HOW TO COMPLETE THIS TASK: Copy out, from the entries below, each line holding the string "head".

INPUT RECORDS:
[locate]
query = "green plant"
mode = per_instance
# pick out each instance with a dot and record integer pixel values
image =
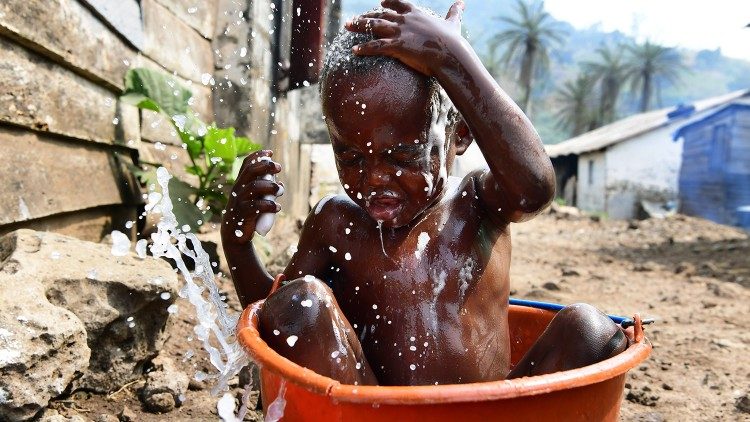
(215, 153)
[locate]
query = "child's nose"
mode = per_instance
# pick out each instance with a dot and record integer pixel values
(378, 174)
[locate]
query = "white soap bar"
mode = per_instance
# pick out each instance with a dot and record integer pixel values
(265, 220)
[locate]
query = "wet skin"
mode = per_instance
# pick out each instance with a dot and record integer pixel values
(429, 304)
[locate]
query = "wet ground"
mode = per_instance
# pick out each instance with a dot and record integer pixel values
(693, 276)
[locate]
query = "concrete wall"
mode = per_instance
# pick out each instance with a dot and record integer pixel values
(592, 182)
(66, 139)
(642, 168)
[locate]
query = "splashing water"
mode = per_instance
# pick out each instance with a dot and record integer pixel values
(215, 325)
(380, 229)
(276, 409)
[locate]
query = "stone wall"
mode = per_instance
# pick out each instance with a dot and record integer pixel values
(65, 138)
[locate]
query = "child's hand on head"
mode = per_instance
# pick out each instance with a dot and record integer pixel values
(248, 201)
(418, 39)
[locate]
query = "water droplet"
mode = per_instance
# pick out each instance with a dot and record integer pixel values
(140, 248)
(120, 243)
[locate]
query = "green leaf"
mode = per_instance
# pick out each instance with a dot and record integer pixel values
(244, 146)
(220, 143)
(194, 170)
(236, 167)
(156, 89)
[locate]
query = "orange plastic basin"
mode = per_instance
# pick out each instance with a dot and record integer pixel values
(591, 393)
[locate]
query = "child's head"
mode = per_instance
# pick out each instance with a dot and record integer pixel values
(393, 131)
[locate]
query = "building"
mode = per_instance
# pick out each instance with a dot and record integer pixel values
(631, 165)
(714, 178)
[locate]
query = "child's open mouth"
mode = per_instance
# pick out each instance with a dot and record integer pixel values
(383, 207)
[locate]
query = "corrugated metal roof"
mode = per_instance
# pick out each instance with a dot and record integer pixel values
(743, 103)
(631, 126)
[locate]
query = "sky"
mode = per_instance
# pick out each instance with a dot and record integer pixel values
(693, 24)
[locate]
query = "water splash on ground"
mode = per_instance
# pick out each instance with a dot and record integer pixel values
(216, 327)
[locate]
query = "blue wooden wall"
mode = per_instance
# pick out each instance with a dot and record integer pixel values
(715, 173)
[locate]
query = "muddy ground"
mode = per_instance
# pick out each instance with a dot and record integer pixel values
(691, 275)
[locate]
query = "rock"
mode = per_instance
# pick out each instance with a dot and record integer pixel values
(118, 300)
(250, 375)
(645, 266)
(127, 415)
(642, 397)
(165, 386)
(160, 402)
(743, 403)
(42, 347)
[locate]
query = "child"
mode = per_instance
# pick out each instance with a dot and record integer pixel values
(404, 280)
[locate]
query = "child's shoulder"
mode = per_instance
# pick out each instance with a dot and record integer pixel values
(334, 210)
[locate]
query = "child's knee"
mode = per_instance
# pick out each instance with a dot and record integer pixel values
(297, 304)
(593, 332)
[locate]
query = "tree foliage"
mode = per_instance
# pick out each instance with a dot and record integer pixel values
(528, 38)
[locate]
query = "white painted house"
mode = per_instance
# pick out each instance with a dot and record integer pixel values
(619, 168)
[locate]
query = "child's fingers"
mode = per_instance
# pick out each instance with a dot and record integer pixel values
(398, 5)
(258, 187)
(377, 27)
(378, 47)
(253, 167)
(455, 12)
(384, 14)
(260, 206)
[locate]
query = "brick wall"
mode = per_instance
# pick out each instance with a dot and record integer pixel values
(65, 138)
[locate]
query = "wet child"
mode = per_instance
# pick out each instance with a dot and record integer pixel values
(404, 280)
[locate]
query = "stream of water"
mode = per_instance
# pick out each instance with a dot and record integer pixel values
(216, 326)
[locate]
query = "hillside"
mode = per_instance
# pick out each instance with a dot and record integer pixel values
(709, 72)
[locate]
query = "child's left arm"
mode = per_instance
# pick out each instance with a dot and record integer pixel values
(521, 180)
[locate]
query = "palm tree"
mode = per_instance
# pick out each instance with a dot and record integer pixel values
(575, 105)
(609, 72)
(528, 39)
(649, 62)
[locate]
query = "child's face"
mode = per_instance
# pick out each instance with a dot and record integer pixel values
(390, 147)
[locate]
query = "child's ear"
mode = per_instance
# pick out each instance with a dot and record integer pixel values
(462, 136)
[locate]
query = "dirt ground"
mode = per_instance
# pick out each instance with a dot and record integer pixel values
(691, 275)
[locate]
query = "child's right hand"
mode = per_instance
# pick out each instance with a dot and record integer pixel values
(247, 200)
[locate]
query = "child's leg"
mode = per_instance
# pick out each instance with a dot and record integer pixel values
(303, 322)
(579, 335)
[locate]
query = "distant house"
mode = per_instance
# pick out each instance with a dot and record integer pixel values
(630, 165)
(714, 178)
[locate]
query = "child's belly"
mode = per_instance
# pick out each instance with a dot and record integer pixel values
(428, 343)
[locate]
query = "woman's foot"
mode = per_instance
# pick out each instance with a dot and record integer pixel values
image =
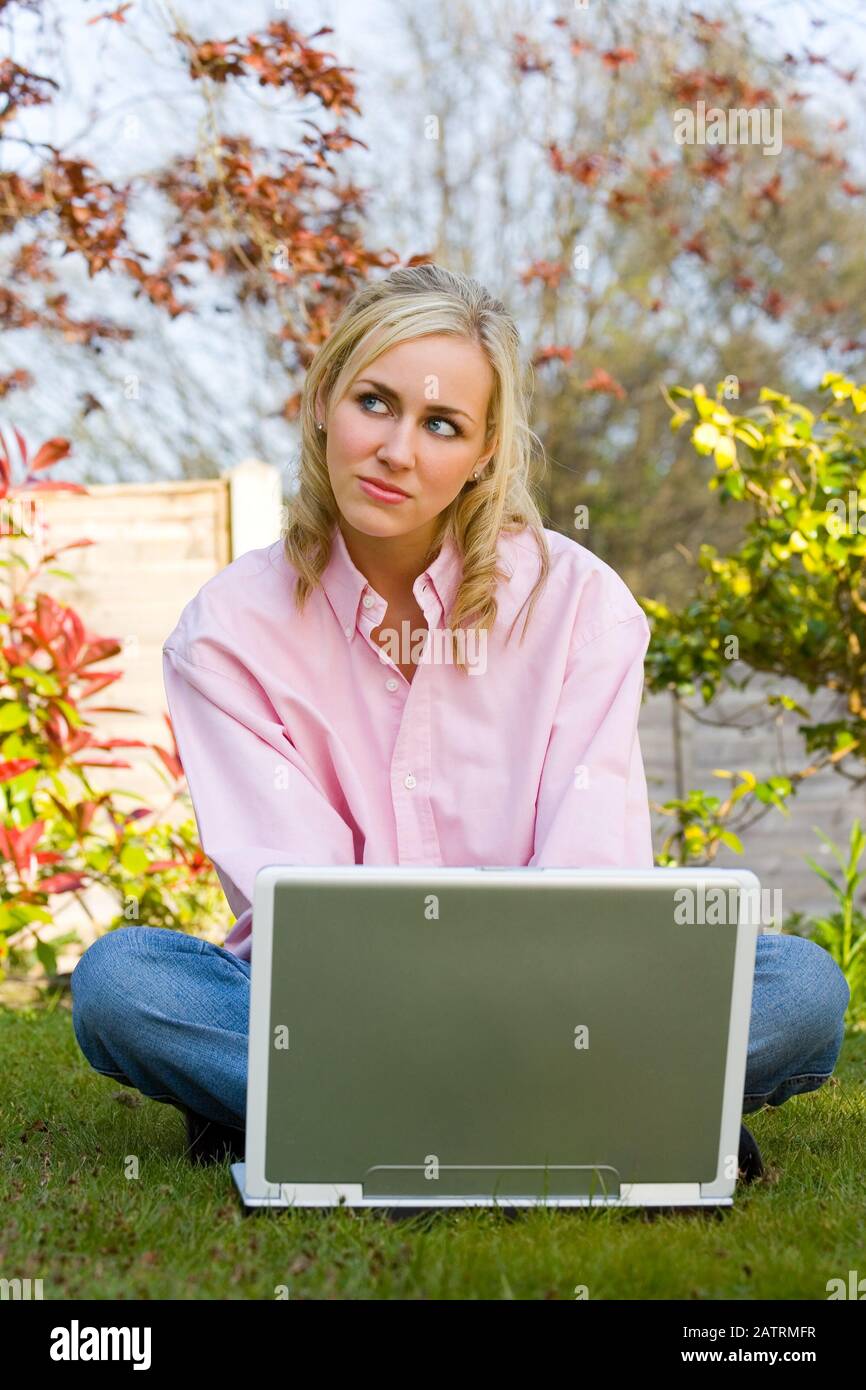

OUTPUT FOR THIS EXERCISE:
query = "child's hand on head"
query = "child's head"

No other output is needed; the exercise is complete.